▶ _Problem to work on_
Pick out every line of the data below that contains the string "tree". Letter case counts.

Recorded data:
———
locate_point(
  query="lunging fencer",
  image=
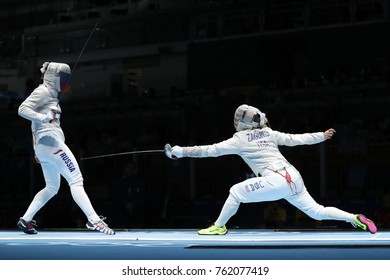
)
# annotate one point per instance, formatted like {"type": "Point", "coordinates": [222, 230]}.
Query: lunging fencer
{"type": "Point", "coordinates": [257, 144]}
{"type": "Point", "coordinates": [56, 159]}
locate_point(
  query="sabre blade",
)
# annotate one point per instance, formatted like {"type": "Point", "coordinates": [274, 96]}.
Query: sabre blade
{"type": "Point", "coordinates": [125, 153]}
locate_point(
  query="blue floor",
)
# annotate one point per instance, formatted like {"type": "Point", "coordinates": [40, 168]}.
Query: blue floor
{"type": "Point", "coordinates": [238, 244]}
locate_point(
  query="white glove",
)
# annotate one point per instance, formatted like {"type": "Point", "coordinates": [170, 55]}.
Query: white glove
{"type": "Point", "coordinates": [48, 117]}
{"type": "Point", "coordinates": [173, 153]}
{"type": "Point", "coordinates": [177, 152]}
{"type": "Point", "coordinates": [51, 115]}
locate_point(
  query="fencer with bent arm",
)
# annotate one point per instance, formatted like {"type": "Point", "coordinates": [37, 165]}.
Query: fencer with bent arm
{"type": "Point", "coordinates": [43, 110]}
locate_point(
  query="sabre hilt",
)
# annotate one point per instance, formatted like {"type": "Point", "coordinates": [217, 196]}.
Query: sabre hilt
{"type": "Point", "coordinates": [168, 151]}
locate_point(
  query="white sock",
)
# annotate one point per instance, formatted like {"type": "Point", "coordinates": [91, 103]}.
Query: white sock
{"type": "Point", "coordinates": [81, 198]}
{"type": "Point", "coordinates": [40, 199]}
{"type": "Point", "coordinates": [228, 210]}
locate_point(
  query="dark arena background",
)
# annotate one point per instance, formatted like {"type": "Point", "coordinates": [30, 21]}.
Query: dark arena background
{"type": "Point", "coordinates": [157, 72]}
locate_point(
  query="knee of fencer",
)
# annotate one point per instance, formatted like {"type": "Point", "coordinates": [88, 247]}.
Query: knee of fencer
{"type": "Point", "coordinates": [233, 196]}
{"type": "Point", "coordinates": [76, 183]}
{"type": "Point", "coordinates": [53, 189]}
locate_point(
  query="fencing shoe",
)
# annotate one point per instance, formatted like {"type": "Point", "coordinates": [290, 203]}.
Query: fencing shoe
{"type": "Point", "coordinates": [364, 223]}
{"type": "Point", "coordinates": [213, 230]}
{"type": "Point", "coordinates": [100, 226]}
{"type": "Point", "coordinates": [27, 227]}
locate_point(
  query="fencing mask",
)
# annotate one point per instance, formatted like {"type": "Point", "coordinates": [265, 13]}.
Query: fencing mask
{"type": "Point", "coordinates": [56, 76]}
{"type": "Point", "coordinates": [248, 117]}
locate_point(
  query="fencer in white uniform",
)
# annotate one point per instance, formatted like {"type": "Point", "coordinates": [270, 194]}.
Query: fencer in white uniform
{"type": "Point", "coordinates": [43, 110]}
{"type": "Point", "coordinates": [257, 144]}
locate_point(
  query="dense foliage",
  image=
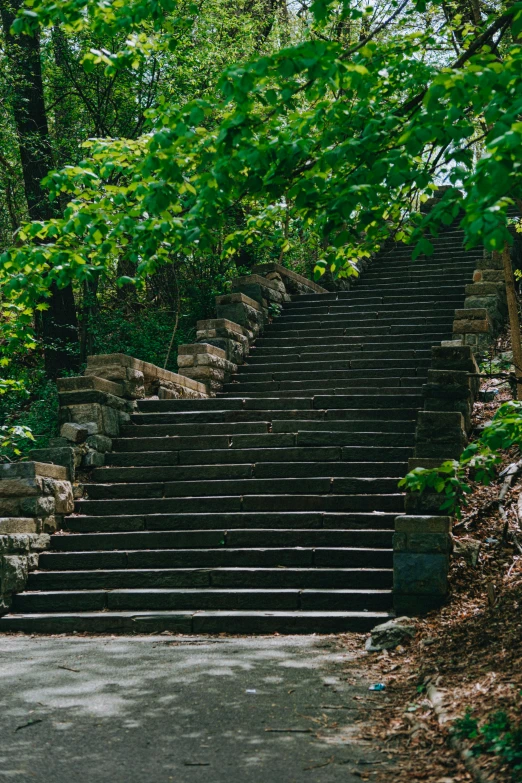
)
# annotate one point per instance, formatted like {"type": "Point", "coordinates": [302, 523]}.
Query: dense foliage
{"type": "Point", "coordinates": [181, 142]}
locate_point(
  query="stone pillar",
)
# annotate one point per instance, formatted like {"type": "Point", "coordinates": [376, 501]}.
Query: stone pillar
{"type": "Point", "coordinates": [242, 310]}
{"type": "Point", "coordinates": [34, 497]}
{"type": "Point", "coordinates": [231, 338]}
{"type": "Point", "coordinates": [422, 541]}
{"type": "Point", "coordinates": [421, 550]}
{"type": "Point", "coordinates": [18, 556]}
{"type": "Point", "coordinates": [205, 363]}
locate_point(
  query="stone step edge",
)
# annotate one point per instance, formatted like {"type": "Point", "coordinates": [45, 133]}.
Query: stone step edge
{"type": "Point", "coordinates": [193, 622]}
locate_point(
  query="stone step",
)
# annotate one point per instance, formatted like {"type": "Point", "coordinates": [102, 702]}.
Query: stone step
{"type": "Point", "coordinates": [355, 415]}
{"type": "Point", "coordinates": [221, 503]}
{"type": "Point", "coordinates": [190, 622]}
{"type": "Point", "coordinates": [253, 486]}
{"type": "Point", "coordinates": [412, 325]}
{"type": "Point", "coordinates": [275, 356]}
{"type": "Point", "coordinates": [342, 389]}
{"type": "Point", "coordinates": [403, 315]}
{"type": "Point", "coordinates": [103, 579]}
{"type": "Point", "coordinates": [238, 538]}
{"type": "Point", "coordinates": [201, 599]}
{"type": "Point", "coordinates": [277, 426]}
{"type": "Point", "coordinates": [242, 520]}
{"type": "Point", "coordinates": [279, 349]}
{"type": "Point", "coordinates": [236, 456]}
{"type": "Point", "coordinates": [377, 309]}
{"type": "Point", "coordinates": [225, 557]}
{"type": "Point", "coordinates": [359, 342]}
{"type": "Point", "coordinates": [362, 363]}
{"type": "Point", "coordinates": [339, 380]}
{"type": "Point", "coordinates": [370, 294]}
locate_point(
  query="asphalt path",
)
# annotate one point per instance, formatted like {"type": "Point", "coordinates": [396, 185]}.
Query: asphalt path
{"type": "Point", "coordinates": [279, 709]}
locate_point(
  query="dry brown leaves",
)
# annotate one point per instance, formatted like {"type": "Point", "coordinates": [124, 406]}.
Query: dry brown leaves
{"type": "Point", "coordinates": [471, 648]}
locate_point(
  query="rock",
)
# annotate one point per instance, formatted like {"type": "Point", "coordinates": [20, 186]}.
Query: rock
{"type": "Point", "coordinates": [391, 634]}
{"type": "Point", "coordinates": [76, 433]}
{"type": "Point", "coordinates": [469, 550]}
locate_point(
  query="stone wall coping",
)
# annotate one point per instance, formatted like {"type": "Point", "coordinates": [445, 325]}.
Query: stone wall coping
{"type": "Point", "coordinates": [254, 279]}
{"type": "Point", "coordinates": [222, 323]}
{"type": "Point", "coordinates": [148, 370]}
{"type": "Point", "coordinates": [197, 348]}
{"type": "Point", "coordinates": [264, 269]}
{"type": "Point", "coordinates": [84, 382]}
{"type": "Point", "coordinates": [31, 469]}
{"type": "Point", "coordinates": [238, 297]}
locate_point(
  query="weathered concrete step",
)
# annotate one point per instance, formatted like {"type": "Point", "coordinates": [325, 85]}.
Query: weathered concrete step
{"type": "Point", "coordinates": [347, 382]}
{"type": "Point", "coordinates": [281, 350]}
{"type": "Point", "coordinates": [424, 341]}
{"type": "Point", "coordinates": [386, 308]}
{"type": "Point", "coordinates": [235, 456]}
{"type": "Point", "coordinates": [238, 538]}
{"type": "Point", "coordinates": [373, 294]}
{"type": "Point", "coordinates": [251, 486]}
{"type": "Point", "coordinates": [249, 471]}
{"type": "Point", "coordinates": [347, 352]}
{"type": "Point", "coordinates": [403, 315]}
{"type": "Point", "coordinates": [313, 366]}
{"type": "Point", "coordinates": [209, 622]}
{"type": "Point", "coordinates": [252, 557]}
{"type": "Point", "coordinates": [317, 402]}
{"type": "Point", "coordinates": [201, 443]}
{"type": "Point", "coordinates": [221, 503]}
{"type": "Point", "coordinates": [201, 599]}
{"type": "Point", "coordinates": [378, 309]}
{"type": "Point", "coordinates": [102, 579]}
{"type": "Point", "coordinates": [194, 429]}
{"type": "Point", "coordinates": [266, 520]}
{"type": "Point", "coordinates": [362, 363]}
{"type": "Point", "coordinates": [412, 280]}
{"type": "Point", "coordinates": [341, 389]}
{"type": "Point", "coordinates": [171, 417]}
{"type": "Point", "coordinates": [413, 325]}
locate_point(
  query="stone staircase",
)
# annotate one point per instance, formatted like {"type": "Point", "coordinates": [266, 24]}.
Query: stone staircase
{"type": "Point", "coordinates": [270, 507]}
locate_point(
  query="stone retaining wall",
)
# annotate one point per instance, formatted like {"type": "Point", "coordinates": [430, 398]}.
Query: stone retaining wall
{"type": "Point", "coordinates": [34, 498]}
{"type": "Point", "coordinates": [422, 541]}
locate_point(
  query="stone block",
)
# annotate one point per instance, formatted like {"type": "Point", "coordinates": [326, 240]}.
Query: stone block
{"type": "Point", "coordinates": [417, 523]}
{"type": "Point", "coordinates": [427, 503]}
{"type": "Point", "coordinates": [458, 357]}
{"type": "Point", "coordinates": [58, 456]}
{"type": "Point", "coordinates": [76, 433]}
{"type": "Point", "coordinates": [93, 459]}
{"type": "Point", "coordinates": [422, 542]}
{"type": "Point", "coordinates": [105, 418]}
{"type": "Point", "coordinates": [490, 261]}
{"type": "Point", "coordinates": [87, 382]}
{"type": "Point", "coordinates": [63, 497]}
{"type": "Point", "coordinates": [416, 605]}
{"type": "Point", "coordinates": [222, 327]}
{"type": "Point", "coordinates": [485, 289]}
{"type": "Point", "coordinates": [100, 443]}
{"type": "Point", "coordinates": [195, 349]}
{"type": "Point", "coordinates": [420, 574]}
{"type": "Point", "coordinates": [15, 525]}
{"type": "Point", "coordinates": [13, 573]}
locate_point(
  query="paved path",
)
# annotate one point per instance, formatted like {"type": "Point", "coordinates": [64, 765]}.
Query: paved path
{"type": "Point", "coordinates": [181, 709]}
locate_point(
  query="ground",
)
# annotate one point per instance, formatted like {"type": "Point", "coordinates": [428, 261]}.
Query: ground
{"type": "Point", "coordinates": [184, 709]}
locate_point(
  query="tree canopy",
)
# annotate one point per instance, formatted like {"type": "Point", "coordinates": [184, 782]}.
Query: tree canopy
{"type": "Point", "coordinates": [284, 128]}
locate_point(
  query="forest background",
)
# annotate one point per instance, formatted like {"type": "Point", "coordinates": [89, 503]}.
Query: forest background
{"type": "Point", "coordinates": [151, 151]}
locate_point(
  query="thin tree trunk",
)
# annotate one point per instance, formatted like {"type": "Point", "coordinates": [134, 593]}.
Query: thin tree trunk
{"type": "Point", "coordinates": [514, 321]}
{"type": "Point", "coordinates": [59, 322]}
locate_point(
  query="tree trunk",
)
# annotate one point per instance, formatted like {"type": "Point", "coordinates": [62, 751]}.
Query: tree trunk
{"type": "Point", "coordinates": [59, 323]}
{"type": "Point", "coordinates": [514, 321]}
———
▶ _Solution to the problem_
  query="tree canopy",
Query: tree canopy
  query="thin tree trunk",
Query: thin tree trunk
  query="tree trunk",
Query: tree trunk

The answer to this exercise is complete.